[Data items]
= Beginning of Section =

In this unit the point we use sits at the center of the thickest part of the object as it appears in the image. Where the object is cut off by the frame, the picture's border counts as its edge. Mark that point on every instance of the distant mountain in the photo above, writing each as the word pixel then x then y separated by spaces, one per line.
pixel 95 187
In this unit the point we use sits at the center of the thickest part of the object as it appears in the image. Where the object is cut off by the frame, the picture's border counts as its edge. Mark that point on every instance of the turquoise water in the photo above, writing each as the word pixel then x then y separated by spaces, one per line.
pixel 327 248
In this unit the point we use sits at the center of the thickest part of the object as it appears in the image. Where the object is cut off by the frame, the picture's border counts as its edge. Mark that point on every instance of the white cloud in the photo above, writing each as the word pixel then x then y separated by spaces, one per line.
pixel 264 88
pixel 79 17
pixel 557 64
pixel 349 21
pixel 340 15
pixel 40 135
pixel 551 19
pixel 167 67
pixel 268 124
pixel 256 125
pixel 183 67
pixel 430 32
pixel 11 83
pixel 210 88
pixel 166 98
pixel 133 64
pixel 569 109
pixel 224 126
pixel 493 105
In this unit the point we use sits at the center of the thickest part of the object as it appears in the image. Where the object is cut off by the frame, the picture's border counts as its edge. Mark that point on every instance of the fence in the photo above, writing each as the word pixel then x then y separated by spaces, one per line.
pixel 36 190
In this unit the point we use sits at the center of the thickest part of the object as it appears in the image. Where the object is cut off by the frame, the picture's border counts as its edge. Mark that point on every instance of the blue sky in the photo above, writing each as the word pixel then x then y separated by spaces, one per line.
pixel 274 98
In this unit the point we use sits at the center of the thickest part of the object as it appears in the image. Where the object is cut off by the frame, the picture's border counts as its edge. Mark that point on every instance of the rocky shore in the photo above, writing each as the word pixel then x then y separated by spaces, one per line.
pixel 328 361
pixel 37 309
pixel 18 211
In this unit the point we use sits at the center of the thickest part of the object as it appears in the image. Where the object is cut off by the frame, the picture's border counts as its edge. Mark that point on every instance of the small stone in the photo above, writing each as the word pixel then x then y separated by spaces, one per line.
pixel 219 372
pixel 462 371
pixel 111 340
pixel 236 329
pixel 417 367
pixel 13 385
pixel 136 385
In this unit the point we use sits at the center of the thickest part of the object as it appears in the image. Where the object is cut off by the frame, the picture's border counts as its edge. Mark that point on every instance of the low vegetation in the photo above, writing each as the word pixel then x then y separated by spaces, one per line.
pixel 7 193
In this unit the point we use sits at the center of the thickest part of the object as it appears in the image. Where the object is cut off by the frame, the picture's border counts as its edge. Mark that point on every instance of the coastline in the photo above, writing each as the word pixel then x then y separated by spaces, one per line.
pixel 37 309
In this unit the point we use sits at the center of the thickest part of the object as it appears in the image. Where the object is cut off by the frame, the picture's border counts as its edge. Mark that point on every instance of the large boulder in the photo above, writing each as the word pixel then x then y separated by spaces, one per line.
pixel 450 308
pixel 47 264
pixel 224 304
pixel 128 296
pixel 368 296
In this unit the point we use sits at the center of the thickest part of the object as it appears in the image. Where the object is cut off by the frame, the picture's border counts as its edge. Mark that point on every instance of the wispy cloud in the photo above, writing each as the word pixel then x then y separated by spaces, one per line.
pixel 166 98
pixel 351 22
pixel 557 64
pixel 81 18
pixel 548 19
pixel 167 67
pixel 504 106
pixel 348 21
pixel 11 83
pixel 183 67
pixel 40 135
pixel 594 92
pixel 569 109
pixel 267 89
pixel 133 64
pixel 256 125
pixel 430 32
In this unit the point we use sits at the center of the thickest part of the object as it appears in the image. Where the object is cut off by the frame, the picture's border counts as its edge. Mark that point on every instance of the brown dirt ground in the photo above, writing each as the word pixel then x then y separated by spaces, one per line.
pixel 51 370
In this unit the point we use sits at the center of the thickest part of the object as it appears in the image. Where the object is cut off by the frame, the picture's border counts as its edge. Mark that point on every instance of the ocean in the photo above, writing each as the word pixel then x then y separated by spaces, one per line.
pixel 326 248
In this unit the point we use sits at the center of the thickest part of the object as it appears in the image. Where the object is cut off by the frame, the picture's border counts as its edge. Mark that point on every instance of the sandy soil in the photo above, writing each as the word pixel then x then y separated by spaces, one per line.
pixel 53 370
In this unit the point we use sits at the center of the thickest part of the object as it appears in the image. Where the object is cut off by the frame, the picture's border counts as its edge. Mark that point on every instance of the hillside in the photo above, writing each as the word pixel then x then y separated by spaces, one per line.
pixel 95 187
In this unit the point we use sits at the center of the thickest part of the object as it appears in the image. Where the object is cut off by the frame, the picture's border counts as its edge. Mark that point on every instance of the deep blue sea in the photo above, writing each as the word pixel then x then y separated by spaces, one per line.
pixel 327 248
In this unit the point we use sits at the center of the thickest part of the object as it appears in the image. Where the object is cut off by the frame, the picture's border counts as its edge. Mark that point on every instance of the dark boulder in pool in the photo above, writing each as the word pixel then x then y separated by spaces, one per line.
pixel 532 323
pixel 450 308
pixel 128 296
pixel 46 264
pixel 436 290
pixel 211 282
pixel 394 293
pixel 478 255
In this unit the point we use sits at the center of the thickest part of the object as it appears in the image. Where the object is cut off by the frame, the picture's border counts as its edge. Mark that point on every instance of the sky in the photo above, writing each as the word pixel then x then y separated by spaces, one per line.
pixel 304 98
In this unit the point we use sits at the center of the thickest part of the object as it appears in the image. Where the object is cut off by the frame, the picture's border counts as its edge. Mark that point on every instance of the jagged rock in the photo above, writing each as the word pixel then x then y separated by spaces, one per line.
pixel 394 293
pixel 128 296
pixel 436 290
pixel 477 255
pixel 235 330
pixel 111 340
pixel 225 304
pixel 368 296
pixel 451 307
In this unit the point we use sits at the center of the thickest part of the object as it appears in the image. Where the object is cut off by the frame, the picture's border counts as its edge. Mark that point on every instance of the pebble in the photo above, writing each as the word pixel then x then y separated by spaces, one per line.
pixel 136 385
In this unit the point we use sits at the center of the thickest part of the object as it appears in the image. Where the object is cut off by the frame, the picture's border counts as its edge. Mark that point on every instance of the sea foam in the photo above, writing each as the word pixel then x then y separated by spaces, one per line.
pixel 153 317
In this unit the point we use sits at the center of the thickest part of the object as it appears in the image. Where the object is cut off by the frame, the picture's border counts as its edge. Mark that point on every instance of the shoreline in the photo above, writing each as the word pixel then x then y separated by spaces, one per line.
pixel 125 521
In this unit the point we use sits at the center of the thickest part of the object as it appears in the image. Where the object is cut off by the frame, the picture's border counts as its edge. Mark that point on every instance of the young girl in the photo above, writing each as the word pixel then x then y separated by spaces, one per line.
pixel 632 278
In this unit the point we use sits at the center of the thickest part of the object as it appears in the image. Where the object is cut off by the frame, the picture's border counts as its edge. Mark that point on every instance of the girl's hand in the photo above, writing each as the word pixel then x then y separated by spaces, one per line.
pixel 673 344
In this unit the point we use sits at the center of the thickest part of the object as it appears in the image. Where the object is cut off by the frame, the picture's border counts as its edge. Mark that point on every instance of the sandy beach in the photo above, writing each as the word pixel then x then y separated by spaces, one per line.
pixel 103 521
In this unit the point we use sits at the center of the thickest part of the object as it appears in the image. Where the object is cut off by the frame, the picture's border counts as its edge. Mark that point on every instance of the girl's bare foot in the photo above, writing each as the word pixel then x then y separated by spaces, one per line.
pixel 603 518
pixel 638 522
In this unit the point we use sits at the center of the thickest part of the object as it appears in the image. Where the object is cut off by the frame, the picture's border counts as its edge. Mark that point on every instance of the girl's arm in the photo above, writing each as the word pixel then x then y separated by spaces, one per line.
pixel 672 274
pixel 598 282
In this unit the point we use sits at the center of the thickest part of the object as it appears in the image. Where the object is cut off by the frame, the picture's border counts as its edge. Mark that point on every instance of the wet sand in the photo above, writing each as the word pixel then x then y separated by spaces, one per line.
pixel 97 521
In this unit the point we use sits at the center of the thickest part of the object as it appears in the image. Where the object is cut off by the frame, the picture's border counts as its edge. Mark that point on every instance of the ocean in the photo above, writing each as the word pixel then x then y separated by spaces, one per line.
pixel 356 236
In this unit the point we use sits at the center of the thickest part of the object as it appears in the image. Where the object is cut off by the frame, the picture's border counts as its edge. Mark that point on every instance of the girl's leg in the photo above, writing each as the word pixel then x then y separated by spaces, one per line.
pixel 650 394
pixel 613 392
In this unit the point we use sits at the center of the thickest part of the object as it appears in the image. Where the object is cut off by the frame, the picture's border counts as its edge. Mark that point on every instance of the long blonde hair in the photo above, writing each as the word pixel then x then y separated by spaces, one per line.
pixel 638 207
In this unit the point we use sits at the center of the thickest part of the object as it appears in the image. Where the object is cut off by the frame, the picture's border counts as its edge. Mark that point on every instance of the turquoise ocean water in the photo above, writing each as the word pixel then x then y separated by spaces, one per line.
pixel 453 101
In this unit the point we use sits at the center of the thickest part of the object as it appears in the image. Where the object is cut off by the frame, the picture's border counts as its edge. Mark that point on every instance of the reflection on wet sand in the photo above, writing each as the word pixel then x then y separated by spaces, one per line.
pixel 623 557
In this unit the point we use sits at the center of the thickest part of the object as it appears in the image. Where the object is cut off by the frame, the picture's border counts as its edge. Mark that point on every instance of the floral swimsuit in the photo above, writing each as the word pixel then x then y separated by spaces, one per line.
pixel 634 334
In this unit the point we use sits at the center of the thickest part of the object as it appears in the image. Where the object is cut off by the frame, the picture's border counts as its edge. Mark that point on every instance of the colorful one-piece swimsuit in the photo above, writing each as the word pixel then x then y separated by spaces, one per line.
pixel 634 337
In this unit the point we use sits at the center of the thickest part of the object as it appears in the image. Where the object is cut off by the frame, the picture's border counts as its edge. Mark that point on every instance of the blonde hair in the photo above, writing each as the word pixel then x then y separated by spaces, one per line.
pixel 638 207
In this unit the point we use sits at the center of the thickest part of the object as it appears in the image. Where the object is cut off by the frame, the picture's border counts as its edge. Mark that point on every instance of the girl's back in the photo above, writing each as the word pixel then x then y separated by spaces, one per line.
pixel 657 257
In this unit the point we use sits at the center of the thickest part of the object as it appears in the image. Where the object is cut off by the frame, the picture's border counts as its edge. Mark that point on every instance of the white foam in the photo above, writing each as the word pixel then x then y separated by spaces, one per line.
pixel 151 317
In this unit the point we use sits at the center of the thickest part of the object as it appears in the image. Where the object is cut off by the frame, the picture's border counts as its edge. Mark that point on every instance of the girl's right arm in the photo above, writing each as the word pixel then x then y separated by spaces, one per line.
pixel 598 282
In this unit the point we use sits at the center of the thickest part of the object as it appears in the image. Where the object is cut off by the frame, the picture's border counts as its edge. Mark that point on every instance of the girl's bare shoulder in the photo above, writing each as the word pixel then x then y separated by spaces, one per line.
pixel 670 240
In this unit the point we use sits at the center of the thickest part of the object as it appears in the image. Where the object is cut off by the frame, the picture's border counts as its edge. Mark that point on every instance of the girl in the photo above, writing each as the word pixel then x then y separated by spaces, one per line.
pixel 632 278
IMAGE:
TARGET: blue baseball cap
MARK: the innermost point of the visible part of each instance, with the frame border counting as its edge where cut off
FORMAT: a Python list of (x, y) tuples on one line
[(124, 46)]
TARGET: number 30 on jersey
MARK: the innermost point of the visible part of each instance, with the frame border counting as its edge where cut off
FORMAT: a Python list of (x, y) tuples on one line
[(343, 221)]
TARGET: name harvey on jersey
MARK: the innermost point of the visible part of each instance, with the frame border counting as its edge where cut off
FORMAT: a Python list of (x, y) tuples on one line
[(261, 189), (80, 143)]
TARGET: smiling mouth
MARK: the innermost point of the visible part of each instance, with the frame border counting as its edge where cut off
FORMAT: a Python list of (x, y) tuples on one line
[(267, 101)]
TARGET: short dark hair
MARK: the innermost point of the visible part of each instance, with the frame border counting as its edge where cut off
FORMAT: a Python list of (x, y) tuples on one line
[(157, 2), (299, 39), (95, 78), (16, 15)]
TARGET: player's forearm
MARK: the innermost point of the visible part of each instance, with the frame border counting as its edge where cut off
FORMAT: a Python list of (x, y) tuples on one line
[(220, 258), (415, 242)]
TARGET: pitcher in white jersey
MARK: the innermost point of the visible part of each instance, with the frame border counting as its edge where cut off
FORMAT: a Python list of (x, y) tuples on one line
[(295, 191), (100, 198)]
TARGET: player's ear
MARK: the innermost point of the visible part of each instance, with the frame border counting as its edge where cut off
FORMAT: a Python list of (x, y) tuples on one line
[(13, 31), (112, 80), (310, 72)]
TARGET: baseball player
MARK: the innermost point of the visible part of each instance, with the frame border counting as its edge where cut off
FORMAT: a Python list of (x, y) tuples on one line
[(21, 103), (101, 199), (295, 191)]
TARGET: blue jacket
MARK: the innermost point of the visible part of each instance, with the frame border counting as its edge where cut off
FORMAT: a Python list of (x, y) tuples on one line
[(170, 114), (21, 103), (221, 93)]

= End of Section =

**ABOUT THIS TASK:** Go line by line through the data and copy any that contain "player".

**ANSWER TO THIS EXERCISE:**
TARGET: player's forearm
TARGET: player's ear
TARGET: baseball player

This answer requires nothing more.